TASK BRIEF
Begin with the line that holds "Query: rock breakwater" and repeat each line after it exactly, ending with the last line of the listing.

PROVIDED DATA
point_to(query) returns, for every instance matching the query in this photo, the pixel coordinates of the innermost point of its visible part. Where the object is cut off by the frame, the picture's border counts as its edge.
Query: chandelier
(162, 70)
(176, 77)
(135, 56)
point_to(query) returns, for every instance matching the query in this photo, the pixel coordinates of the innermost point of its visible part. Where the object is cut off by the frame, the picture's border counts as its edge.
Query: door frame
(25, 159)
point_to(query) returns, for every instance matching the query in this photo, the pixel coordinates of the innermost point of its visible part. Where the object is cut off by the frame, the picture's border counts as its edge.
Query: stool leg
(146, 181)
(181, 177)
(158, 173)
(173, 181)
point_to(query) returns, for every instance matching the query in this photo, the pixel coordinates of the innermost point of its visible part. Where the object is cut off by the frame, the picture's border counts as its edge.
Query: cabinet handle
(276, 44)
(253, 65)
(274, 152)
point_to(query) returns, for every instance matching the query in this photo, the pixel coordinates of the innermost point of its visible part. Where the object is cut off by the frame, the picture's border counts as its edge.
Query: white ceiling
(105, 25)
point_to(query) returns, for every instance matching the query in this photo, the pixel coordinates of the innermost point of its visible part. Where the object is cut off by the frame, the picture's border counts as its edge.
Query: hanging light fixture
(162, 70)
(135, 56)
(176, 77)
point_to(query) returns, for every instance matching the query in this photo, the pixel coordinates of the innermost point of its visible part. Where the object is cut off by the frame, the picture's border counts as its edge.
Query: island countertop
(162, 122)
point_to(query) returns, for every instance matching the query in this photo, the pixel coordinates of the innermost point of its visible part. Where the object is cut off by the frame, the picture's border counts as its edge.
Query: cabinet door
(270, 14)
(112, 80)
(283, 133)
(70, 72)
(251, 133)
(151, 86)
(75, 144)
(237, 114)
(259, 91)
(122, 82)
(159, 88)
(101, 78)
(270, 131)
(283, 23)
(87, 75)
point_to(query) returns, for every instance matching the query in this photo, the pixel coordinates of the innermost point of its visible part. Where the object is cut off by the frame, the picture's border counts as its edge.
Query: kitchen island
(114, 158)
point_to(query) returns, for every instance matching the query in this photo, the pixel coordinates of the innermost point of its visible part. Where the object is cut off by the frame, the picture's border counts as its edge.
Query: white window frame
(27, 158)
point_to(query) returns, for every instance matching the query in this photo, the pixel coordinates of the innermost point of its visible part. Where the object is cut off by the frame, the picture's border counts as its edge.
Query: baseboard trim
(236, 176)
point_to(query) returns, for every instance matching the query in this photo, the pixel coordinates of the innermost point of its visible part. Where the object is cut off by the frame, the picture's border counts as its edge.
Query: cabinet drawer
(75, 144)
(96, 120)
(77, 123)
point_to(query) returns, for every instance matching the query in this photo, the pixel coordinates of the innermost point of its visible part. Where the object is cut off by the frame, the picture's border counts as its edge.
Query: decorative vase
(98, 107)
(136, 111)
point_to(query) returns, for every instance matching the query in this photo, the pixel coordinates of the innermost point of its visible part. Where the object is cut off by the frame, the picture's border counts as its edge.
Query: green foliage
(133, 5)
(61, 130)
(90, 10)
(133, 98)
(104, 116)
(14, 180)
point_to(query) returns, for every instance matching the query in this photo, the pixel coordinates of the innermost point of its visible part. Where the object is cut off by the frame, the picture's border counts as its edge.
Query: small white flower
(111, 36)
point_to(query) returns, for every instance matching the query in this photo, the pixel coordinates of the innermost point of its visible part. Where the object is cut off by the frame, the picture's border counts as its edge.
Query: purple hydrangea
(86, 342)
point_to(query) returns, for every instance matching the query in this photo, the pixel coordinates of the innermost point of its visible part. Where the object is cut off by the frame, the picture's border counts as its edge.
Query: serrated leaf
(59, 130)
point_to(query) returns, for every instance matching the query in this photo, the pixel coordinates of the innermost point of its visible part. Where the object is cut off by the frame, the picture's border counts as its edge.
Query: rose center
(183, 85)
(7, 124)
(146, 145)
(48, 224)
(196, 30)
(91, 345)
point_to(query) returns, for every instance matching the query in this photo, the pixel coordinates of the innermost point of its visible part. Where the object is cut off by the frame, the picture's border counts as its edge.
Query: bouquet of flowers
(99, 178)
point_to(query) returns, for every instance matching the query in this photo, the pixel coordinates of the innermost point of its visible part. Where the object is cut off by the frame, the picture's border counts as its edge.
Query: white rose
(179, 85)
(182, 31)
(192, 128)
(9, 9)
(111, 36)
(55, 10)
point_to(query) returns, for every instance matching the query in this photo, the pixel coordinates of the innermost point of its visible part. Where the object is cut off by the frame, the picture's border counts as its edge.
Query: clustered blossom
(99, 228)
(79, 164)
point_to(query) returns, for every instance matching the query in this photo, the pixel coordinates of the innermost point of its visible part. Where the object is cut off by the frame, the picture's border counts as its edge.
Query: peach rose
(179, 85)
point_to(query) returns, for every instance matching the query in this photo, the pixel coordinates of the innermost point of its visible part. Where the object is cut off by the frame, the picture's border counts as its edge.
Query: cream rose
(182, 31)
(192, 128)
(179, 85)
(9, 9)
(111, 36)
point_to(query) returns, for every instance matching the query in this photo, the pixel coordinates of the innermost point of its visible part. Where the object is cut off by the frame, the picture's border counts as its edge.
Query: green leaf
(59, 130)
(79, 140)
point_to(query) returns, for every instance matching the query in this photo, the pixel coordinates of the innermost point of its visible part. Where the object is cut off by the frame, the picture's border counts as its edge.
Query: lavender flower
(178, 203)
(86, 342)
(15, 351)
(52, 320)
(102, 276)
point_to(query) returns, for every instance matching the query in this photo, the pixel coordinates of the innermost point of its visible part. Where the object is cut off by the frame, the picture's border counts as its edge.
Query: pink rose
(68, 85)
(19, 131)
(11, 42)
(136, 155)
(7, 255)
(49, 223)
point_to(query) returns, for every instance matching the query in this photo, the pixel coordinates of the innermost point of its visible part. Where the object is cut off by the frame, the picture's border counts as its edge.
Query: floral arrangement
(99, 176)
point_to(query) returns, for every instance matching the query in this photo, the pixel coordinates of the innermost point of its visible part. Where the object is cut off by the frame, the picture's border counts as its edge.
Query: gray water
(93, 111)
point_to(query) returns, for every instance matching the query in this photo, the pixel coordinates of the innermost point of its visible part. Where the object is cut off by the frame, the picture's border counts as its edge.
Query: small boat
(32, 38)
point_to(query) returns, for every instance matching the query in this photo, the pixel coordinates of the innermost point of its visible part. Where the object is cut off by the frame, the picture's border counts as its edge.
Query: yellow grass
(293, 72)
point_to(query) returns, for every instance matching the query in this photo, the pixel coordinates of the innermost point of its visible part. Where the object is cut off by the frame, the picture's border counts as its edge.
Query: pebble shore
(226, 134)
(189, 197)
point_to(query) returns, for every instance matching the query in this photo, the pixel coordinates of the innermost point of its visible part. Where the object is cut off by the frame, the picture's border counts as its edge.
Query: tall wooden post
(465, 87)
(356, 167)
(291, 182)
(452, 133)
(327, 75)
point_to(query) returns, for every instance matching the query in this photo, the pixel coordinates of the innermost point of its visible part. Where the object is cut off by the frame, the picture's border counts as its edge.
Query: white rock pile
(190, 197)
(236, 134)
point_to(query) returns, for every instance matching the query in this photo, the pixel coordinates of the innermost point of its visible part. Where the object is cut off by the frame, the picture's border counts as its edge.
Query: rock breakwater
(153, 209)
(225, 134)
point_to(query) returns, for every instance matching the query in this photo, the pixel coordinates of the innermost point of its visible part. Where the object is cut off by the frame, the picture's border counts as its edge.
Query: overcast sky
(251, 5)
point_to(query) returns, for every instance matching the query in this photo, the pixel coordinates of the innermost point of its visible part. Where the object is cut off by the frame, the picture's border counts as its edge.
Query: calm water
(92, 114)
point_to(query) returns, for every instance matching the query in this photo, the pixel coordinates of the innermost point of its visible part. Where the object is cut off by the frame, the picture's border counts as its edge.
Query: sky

RESULT FOR THIS TASK
Query: rock breakwater
(153, 209)
(225, 134)
point_to(query) returns, for every instance matching the query in this photo, the pixel coordinates of the innermost point of its visible part. Where the object is cut off by the frame, the picture's border counts as its edge.
Query: overcast sky
(251, 5)
point_to(query) returns, for every instance matching the query in this photo, the pixel coordinates of the innermost point of its visible part. Where the object is cut off by the frame, the picture's border counts as its edge.
Query: calm water
(92, 114)
point_to(query) returns, for every instance matching the query in this photo, the pixel coordinates of the innermost point of its visible part. Where the object is cut off by the frame, the picture's border counts as its edge.
Query: sky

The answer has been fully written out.